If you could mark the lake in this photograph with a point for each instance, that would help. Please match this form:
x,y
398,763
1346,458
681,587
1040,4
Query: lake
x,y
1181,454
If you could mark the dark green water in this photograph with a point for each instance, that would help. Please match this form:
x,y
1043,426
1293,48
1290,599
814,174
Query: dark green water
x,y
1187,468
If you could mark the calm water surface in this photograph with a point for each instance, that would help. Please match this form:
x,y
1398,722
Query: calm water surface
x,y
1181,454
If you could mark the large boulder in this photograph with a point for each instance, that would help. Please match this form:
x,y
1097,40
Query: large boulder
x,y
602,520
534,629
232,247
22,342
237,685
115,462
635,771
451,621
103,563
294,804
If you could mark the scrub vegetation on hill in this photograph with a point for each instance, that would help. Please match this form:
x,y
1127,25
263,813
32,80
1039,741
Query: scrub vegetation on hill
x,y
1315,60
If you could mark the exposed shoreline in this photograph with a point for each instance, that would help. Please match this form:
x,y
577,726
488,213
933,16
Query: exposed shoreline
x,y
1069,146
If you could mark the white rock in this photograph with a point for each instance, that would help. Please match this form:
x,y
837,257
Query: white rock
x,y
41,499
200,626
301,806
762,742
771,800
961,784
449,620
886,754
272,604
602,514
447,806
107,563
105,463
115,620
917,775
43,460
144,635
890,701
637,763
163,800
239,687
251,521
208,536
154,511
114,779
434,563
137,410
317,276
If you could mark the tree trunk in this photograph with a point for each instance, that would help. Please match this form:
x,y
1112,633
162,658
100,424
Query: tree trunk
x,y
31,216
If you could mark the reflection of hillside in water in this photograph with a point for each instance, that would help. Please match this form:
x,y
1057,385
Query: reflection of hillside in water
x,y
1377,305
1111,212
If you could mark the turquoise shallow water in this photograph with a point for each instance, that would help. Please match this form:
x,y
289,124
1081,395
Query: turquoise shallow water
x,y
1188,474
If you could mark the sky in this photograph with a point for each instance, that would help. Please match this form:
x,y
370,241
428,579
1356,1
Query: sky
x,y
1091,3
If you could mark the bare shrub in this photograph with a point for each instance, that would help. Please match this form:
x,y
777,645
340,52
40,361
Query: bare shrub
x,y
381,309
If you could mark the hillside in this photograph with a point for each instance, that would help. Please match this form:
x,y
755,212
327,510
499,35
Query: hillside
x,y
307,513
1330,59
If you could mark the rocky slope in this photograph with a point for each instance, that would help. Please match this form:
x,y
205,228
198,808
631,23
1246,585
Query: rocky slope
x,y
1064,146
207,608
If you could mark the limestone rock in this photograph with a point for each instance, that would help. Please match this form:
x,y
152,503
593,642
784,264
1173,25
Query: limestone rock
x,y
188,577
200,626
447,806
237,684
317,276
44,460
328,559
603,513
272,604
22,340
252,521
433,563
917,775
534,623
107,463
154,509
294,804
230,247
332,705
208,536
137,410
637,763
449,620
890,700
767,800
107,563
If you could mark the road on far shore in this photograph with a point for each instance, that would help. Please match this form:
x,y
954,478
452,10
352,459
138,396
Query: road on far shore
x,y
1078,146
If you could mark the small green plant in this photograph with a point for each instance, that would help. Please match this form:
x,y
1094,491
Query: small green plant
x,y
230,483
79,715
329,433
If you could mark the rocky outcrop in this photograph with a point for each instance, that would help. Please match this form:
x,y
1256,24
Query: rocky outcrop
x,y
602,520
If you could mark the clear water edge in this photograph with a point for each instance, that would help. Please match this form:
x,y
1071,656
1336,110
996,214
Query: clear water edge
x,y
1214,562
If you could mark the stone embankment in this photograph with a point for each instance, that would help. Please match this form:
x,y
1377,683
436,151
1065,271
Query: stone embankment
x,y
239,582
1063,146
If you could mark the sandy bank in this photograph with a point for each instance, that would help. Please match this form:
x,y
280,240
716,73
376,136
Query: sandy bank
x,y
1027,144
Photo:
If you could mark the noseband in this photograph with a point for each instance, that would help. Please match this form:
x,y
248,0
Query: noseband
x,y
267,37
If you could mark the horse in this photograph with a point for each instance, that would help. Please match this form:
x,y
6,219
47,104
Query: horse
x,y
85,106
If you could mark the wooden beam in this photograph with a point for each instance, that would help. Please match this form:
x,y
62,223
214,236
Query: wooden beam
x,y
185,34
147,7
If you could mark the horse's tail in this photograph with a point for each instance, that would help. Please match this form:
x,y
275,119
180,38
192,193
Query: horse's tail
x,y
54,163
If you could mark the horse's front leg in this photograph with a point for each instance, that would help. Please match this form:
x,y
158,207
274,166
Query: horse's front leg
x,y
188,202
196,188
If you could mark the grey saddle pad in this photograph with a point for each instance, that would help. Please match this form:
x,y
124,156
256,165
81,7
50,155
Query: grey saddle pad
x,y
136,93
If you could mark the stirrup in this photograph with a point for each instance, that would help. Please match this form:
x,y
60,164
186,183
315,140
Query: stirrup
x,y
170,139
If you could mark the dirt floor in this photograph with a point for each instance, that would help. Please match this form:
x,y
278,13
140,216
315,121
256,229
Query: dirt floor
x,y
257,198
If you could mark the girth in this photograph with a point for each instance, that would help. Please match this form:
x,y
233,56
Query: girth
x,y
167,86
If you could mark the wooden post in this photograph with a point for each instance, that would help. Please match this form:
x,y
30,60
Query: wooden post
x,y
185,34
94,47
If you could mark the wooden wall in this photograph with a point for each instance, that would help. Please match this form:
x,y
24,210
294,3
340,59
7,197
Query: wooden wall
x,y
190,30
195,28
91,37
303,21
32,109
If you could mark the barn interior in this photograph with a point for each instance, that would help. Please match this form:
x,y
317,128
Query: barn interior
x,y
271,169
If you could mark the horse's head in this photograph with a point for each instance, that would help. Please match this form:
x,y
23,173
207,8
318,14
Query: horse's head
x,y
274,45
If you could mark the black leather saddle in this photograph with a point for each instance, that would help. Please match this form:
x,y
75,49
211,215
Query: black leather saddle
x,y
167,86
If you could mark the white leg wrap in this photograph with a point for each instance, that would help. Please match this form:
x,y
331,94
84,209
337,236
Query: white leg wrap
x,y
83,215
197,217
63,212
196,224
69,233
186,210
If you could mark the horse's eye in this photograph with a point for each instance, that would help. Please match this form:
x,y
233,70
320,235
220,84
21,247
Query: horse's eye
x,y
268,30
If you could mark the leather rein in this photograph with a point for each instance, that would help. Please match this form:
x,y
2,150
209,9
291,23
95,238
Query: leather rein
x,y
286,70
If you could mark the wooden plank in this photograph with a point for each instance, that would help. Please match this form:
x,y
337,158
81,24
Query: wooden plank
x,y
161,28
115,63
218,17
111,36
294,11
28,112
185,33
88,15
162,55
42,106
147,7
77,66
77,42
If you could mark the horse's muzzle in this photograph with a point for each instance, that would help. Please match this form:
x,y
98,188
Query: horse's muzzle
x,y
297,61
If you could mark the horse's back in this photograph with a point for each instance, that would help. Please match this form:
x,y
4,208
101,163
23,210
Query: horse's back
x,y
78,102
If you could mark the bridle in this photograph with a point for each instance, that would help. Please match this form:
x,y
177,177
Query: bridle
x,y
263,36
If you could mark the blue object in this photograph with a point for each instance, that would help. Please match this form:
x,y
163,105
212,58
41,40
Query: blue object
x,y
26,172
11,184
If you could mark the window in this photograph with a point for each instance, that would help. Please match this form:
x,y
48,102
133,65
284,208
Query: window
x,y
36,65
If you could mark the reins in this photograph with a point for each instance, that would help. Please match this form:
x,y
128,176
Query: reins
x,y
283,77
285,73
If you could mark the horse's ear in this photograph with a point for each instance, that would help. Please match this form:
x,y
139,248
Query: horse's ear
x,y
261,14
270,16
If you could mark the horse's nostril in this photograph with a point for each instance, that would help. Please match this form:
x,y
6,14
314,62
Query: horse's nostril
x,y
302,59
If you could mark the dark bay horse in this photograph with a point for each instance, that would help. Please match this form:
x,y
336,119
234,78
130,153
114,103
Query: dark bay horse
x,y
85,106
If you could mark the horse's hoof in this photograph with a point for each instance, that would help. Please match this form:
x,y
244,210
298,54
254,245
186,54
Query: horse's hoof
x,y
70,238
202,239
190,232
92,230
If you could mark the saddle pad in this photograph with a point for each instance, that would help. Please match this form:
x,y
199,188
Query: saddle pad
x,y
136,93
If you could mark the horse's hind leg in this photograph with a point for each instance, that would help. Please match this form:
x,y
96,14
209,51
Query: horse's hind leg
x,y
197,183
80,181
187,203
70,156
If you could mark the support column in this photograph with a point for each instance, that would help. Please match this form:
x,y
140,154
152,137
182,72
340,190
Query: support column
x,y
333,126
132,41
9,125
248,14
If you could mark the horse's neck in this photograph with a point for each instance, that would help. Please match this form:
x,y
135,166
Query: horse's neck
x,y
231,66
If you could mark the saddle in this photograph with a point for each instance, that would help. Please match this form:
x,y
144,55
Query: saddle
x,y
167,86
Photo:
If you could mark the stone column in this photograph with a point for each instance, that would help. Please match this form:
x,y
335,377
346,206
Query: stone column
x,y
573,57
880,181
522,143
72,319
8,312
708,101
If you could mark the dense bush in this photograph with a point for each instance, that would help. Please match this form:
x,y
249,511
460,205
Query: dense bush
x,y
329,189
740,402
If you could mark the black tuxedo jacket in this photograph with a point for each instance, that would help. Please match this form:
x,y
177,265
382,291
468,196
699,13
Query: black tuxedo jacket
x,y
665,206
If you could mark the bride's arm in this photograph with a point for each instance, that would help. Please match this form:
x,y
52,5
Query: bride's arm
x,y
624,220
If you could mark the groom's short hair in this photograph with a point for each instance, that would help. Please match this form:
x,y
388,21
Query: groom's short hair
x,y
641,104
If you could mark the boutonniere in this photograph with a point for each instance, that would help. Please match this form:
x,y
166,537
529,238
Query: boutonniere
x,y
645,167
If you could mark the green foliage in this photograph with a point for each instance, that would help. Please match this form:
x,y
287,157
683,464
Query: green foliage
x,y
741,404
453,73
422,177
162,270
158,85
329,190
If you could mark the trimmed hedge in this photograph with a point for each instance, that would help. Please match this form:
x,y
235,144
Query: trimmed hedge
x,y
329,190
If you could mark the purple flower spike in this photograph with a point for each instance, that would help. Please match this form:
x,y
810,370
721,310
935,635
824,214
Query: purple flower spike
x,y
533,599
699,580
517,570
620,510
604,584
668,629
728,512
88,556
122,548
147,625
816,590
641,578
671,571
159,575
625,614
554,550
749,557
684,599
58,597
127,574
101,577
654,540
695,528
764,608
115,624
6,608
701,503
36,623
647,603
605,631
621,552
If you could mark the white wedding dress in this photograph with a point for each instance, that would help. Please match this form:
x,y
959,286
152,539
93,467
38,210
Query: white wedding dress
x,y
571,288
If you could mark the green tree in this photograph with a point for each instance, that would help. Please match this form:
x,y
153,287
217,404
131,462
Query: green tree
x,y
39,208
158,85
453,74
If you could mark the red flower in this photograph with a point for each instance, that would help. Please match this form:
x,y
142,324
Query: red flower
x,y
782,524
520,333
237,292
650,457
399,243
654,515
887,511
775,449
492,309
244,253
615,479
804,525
==================================================
_Activity_
Beginning with the line containing "Query: white wedding dress" and ending with the last line of the listing above, return every line exactly and nothing else.

_Response_
Query: white wedding dress
x,y
571,288
If you could mark the green tree in this photograph with a point for each instance, that would help. Please match this form:
x,y
153,287
217,404
131,462
Query: green tree
x,y
39,208
158,85
453,74
If you could mark the red flower in this photograph with a point for each instance, that would help. Please match this form:
x,y
142,324
Query: red flower
x,y
782,524
520,333
237,292
650,457
399,243
654,515
887,511
775,449
492,309
244,253
615,479
804,525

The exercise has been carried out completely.